**SUPPLIED RECORDS**
☆ ☆ ☆ ☆ ☆ ☆ ☆
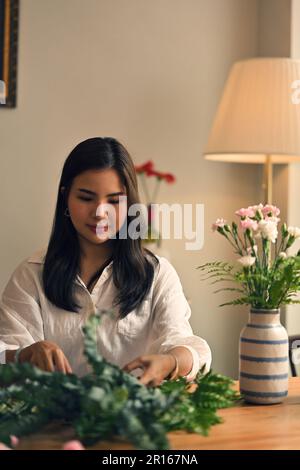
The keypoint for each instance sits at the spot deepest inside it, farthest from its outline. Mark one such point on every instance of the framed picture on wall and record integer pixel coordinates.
(9, 14)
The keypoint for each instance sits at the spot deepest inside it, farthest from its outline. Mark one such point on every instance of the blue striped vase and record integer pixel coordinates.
(264, 362)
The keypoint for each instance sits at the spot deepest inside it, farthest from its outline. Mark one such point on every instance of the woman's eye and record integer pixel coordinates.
(85, 199)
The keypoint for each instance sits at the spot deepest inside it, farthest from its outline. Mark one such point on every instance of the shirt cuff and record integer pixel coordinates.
(196, 363)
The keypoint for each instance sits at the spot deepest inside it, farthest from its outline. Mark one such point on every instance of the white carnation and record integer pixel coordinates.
(268, 229)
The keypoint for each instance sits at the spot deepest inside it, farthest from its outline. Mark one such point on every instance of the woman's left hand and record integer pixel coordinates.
(156, 368)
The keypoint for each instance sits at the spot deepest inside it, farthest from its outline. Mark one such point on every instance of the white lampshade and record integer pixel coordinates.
(256, 116)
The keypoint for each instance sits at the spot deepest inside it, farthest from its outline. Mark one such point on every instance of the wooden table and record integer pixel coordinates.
(245, 427)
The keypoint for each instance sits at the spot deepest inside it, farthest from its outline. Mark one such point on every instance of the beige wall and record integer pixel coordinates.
(149, 73)
(274, 20)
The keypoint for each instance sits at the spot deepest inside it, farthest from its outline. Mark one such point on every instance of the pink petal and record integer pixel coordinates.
(14, 440)
(4, 447)
(73, 445)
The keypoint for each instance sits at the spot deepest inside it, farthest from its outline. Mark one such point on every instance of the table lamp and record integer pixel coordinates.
(258, 117)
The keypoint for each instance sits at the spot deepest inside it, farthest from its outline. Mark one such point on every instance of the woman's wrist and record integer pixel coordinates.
(173, 375)
(10, 355)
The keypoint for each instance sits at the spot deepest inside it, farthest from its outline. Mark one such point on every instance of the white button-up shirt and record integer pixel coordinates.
(160, 323)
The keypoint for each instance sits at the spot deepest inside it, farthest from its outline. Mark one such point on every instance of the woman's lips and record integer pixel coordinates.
(99, 228)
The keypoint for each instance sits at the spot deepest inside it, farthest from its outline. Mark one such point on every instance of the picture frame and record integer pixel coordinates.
(9, 19)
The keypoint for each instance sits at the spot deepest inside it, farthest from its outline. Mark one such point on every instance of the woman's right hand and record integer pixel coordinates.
(47, 356)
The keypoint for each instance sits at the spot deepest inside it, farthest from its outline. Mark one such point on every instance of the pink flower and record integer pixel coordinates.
(249, 212)
(4, 447)
(249, 223)
(247, 261)
(73, 445)
(268, 208)
(14, 440)
(219, 223)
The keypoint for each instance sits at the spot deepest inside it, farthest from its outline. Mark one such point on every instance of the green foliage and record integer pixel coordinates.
(107, 402)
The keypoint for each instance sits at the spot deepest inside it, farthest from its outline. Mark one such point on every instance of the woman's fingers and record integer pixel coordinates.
(68, 367)
(48, 361)
(59, 361)
(133, 365)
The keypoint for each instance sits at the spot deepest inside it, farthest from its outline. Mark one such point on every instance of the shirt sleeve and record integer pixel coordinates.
(171, 313)
(20, 314)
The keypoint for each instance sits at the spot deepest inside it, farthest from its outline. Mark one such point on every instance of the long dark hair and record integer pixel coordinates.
(133, 267)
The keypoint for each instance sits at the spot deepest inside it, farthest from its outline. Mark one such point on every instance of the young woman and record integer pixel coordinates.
(88, 267)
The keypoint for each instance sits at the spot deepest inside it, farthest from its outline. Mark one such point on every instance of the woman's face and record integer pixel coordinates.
(97, 204)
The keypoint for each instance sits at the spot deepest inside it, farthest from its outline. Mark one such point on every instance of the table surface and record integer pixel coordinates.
(244, 426)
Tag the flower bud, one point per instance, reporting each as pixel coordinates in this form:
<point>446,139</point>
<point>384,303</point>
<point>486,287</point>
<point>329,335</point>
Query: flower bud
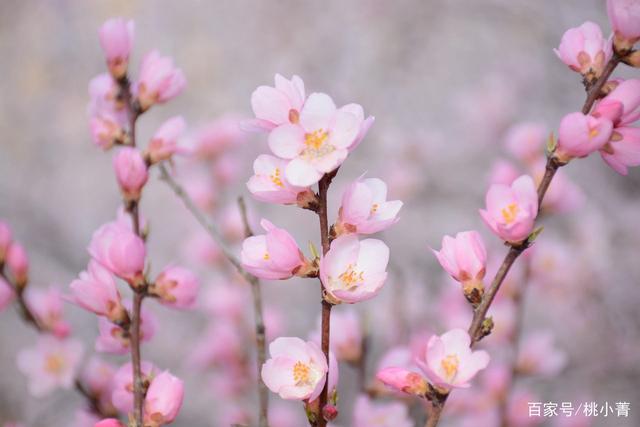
☆ ☆ ☆ ☆ ☆ ☆ ☆
All of the material above should be copied exactly, minus the pictures.

**EXERCISE RESULT**
The keypoint for each instance sits at the spot deepest inside it, farthest from its outline. Mark one such point on every instance of the framed picture on wall and record integer pixel coordinates.
(9, 14)
The keypoint for each instance sits at the spot deepest inside it, farthest from its outline. Mark one such point on every instance of the blue striped vase and record integer pixel coordinates.
(264, 362)
The keypoint for each instance sits at the spot deepest inside it, farthest from its outline. Mark one such point on every instance of the woman's eye and record integer pixel coordinates.
(85, 199)
The keypoint for each instance sits at the spot deepest inside it, farthest from its outline. Mark one such point on every instance of the shirt cuff and record integer pixel coordinates.
(196, 363)
The keypoint for each instance sits at the spot deepest inside it, farthest from its outline. Mark one such point on every instance of the white carnation and record integer pixel coordinates.
(268, 229)
The keypoint for each instance sits at the spot deepest inside it, farthest from its outline. Mark one such point on every instance of the woman's left hand and record integer pixel coordinates.
(156, 368)
The keypoint for each instance sits at the spot deepest inside it, farthest from its outline. Mark one such point on every instance of the white lampshade and record integer pixel coordinates.
(256, 116)
The keypoint for each instance sits at the spot deepest inside it, farthest from its outline. Mark one such point on every instance of the wooden table and record integer pixel coordinates.
(245, 427)
The keypoint for each instance sits at the spot deepest inside it, farthest from its outline. Mark one such point on every instance of the beige wall and record integer pixel coordinates.
(149, 73)
(274, 20)
The keypoint for each instance sits at the spot deepest inside it, farthest from its outline. Mark one such point on every instance of the pink petal and record integer pixel coordinates.
(14, 440)
(4, 447)
(73, 445)
The keypoint for each instance sits at the spot deepest inside it, farthest from its outline. Mark one such point on every instance of the table lamp and record integer pixel coordinates.
(258, 117)
The keypoint for each instance sits at the spot deepest inside it, farthest from its outline. Mark one such point on every instance of the woman's wrist and record integer pixel coordinates.
(173, 375)
(10, 355)
The keypoint for each instance sits at the spot deepest inside it, farthest from its outline. Mark one such point on every instance of the white button-up shirt and record integer pixel coordinates.
(160, 323)
The keypoint for each instance sits at the spot deepest inside it, farthest from its outline. Mark one such point on every instance of the woman's lips and record integer pixel coordinates.
(99, 228)
The keypoint for each instance sits at the spot deepest inside it, farthest from its outline. Mark one such point on every instance of the picture frame and record integer pixel coordinates.
(9, 19)
The keypoint for each instance sits at the spot deepest inside it, farthest from its outline. Mark one such point on every instance of the woman's right hand and record integer pixel coordinates.
(47, 356)
The keypoint for each instance sits at the spot deepest inside it, farthest from its outline. Mark one such point on every instance of the pink flower and record integer pixel coordinates.
(249, 212)
(4, 447)
(249, 223)
(247, 261)
(73, 445)
(268, 208)
(14, 440)
(219, 223)
The keypoint for each instance sits at the spot deepest inside it, farthest from its outline. Mark one such point on every instance of the green foliage and record integer pixel coordinates.
(107, 402)
The keypoint for each instance sits at the spot deepest inside it, farthest from its outline. Mark one such point on every instance of the woman's fingers and record integer pixel coordinates.
(68, 367)
(48, 361)
(59, 361)
(133, 365)
The keypoint for each instance sits at the spot deepest inside it, farthest from its outline. Mark one such point on every instance of the shirt sleeve and record integer pixel coordinates.
(171, 313)
(20, 314)
The keypoint for each instance sits at the spot deepest inside it, farthest from its outline. Mark one such point on every instance of the long dark hair and record integer pixel coordinates.
(133, 267)
The keypoint for each instance sits at the spot deepest inside it, farthest from its outline. Mark one such point on every instance of the young woman and record integer pixel coordinates.
(88, 267)
The keypoint for each instance sits at the spot deepest inside it, farthest from its outline. Mark one such point on every instance of the woman's face and record integer pixel coordinates.
(97, 204)
The keypoint for each instance sits at the spot deepest inside it, farthest from its outline. Mark one such point on every instance of the table surface and record integer pixel coordinates.
(244, 426)
Tag the flower bud, one point per instance, reporting each as pixel coordinates in this form:
<point>446,139</point>
<point>384,303</point>
<point>486,287</point>
<point>329,335</point>
Query: flower bud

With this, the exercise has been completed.